What you have to do: Transcribe all the entries word for word, omitting any pictures they contain.

## start The data

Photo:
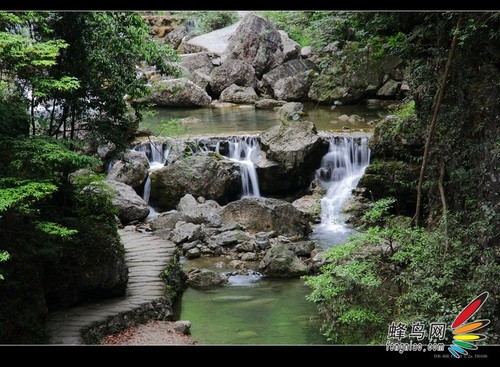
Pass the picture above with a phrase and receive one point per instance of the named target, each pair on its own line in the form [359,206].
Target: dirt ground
[152,333]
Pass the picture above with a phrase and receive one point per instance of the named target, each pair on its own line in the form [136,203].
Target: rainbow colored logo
[464,335]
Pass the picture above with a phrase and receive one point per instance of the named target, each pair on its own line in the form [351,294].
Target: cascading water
[341,169]
[155,152]
[157,156]
[245,151]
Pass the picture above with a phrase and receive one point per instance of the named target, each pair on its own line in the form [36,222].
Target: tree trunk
[443,203]
[32,111]
[442,88]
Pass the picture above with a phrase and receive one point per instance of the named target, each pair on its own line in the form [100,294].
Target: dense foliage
[65,83]
[395,272]
[207,21]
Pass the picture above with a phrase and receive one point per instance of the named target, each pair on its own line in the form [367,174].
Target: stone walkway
[216,41]
[146,257]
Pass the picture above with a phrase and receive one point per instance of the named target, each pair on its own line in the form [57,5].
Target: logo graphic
[465,334]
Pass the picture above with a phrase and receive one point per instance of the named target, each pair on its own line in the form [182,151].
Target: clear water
[340,171]
[251,309]
[219,121]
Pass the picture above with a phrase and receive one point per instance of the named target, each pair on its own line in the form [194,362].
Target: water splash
[341,169]
[157,155]
[245,151]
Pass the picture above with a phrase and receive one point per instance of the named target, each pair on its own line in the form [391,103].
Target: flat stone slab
[147,256]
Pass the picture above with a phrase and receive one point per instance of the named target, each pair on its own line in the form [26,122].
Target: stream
[248,120]
[254,309]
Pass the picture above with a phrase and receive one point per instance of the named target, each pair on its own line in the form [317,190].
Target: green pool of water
[252,310]
[247,119]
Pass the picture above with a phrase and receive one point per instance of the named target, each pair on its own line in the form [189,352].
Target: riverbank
[151,333]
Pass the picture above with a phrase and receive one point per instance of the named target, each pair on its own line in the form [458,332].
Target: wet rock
[210,176]
[262,240]
[182,326]
[268,103]
[229,238]
[289,156]
[245,247]
[203,278]
[289,81]
[130,205]
[291,49]
[218,104]
[232,71]
[186,246]
[237,94]
[186,232]
[194,212]
[193,253]
[177,93]
[132,170]
[305,52]
[264,215]
[257,42]
[238,264]
[166,220]
[179,33]
[302,248]
[290,111]
[249,256]
[279,261]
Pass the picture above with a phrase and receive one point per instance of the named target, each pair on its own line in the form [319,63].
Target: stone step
[146,256]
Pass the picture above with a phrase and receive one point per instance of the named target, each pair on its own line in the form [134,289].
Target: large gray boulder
[279,261]
[177,93]
[209,176]
[237,94]
[257,42]
[290,154]
[290,81]
[232,71]
[290,111]
[264,215]
[132,170]
[268,103]
[199,213]
[130,205]
[175,37]
[198,61]
[291,49]
[203,278]
[186,232]
[362,79]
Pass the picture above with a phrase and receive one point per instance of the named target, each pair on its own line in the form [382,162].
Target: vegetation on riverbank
[398,272]
[63,78]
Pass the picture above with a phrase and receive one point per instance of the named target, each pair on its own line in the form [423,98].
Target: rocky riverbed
[152,333]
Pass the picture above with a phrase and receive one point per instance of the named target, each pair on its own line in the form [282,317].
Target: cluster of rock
[197,192]
[268,232]
[258,62]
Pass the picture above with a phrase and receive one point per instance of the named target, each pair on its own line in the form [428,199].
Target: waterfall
[245,151]
[155,152]
[147,189]
[157,156]
[341,169]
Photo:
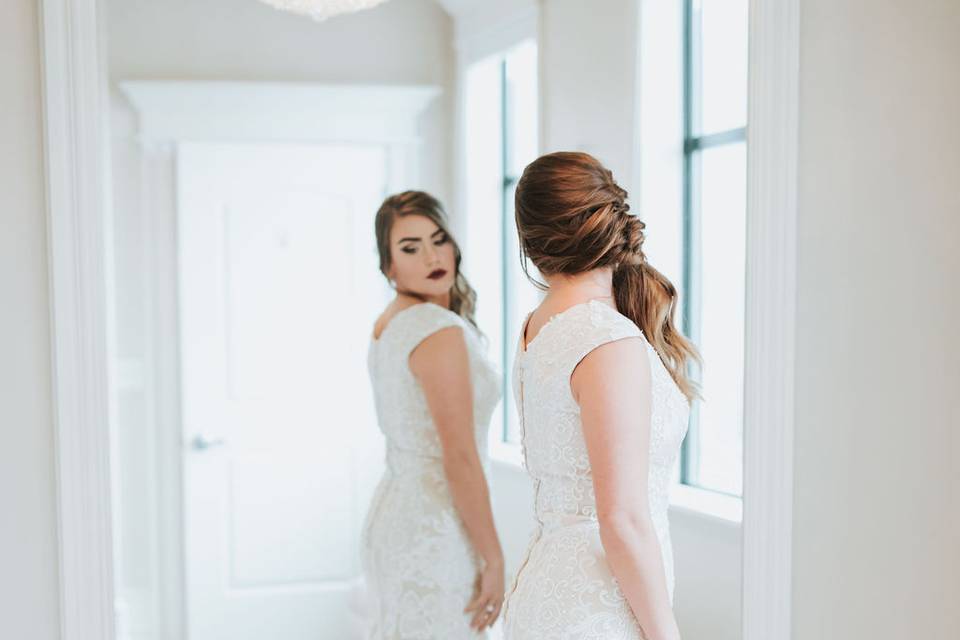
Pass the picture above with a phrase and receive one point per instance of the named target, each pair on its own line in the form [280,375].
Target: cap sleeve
[597,325]
[422,320]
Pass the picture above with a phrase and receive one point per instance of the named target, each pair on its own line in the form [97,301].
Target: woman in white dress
[603,397]
[432,560]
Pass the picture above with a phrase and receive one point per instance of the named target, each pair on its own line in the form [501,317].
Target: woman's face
[422,256]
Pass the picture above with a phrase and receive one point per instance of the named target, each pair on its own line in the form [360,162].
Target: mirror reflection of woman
[432,559]
[603,399]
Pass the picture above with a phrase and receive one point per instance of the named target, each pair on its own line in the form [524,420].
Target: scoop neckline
[526,346]
[376,340]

## end The data

Solution:
Photo:
Pass the picture above with a phrase and receive one point per instance of the named target, each pair on its own line in the form [359,206].
Target: dirt ground
[152,333]
Pass the picture above with a phrase and receive one point per instance of the named target, each pair on its own line in the form [136,203].
Target: rainbow colored logo
[464,335]
Pass the picture above with a phrase and receive one point per instance of the named target, each pair on its own line in the form [351,294].
Target: cascading water
[341,169]
[155,152]
[157,156]
[245,151]
Pass the picture above with a phrase and receive one point per instance of the named target, each pair on its own line in the form [36,222].
Target: tree trunk
[443,203]
[32,111]
[442,88]
Pass the picture above with a phrase and receive one point per instance of the named target, each pair on its own line in the form [100,294].
Target: dense foliage
[65,83]
[395,272]
[207,21]
Pass the picture above with a phrase and receive one point per instance of the named target, each pair on its own line in the form [367,174].
Target: stone walkway
[216,41]
[146,257]
Pass the picture above with a phrase and receive one point per instance of the named target, each pair on its own line in the form [57,5].
Target: logo graphic
[465,334]
Pass the picture above with a phrase and receive one point per instance of the named target, each pair on its own line in the form [182,151].
Target: clear water
[340,171]
[251,309]
[219,121]
Pass the picture above with a phrase and receive one point per instance of the named target, each pair on its own line in the form [194,362].
Target: water splash
[341,169]
[157,155]
[245,151]
Pass the picture above with a phrase and receive one point per instance of the named target, each pair on its own line in the form [391,103].
Target: flat stone slab
[147,256]
Pass the picture above with a phrase and receive one point per instance of the named target, each pair on its own line in the form [26,122].
Target: stream
[248,120]
[254,309]
Pass the picture above with a phrase and receive one point per instance of the named target, each pair on its own line in the form [317,190].
Target: green pool of water
[252,310]
[247,119]
Pass the picture above with a phrase and receive one point per instance of the named target, each pair on its own line in the form [189,352].
Target: riverbank
[151,333]
Pass the picture above with a phrase and receive one point per instance of the named target, each pair on its own line in the form [458,332].
Target: wet rock
[210,176]
[262,240]
[182,326]
[268,103]
[229,238]
[289,156]
[245,247]
[203,278]
[289,81]
[130,205]
[291,49]
[218,104]
[232,71]
[186,246]
[237,94]
[186,232]
[194,212]
[193,253]
[177,93]
[132,170]
[305,52]
[264,215]
[257,42]
[238,264]
[166,220]
[179,33]
[302,248]
[290,111]
[249,256]
[279,261]
Pass the picture above with a phrase and receive one point per instance of the named target, each pair on its own line in the form [319,63].
Target: stone step
[146,256]
Pass the picture above with a phrase and receive one point per instance of the named target, each pair on its own line in the form [134,289].
Target: large gray boulder
[279,261]
[177,93]
[209,176]
[237,94]
[257,42]
[290,154]
[290,81]
[232,71]
[290,111]
[264,215]
[132,170]
[268,103]
[199,213]
[130,205]
[175,37]
[198,61]
[291,49]
[203,278]
[186,232]
[362,79]
Pass the picture above with a phrase and receive one point per instance of the named target, each pair on its own line in the form [382,162].
Target: vegetation on riverbank
[398,272]
[63,78]
Pass the picture above with a phrase and receive one point per instance of the named target, each pair on its own line in the form [423,98].
Target: rocky riverbed
[152,333]
Pass the picture above with a phrase and receive one point per instance of the named target, each pair on its own line in the form [282,317].
Target: cluster of rock
[197,192]
[268,232]
[258,62]
Pass the picture above with a phrase and receive one point per instance of the named target, each pair on its own line in the form [428,199].
Target: waterfall
[245,151]
[155,152]
[147,189]
[157,156]
[341,169]
Photo:
Pass the picture above with a phrase and receive one point per instance of the named target, each pair on its own line in the form [280,375].
Target: cap sleeve
[597,325]
[422,320]
Pass the picture above with a phrase and receive one point per instance of the named target, each pair on its own line in the form [97,301].
Target: woman in white dress
[603,397]
[432,560]
Pass the picture above with a phrase and receive one point per instance of the named target, each pair on its own line in the form [501,317].
Target: woman's face
[422,256]
Pass the picture above with a phrase and receive one point per instance of the named target, each pair on its own line in the form [360,162].
Target: mirror reflection of woman
[432,559]
[603,399]
Pass the picture above with a phrase and receive one point per instance of the named target, each pair on its own line in the form [524,420].
Target: scoop neckline
[526,346]
[376,340]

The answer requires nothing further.